Copy the rows below word for word, leaving out the pictures.

** START Supplied data **

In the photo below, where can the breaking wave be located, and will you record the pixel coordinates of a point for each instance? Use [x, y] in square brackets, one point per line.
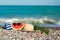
[44, 21]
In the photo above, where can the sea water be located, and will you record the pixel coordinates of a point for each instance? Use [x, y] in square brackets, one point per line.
[27, 11]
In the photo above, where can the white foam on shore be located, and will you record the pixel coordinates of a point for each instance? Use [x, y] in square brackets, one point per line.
[29, 20]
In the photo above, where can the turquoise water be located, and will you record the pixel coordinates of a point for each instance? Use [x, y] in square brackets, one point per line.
[29, 11]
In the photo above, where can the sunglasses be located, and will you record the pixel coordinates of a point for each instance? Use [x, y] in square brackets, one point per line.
[16, 24]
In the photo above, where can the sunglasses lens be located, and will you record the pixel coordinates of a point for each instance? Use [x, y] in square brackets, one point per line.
[14, 24]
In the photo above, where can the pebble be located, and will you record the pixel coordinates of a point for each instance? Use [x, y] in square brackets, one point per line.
[36, 35]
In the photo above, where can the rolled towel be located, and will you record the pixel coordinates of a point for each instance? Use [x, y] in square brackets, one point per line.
[28, 27]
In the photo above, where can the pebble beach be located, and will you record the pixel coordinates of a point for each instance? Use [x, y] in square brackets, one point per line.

** END Supplied data **

## Finished exercise
In the photo below, where can the breaking wave be located, and will you record the pixel coordinates of a point for each instance? Use [x, y] in square brackets, one point per line.
[44, 21]
In the photo above, where can the sea water be located, and will you record the pixel coordinates of a point for each instance? Use [x, y] in square brackets, one point per line.
[27, 11]
In the photo above, where can the white foam on shore be located, and will you record the pixel coordinates of a point for each instance? Use [x, y] in square brackets, one point per line.
[29, 20]
In the photo above, where can the turquoise water be located, and will you record the pixel coordinates of a point for each instance? Use [x, y] in square brackets, one point per line.
[29, 11]
In the photo above, where can the sunglasses be located, and will you record the pixel coordinates of a point for each instance? Use [x, y] in square brackets, one point per line.
[16, 24]
In the photo above, where can the sunglasses lens be located, and will you record the pixel coordinates of a point for each instance? Use [x, y] in square brackets, one point per line.
[14, 24]
In the photo above, where can the pebble be located, and will you record the pixel coordinates of a point for each instance? Use [x, y] in square brackets, one point per line.
[36, 35]
In the photo above, where can the rolled towel be located, and will you record the pixel coordinates of a point for each instance? Use [x, y] in square brackets, one point per line.
[28, 27]
In the photo above, where can the pebble beach be located, and will you record the pixel coordinates of a point for each instance? Use [x, y] in square brackets, one point per line.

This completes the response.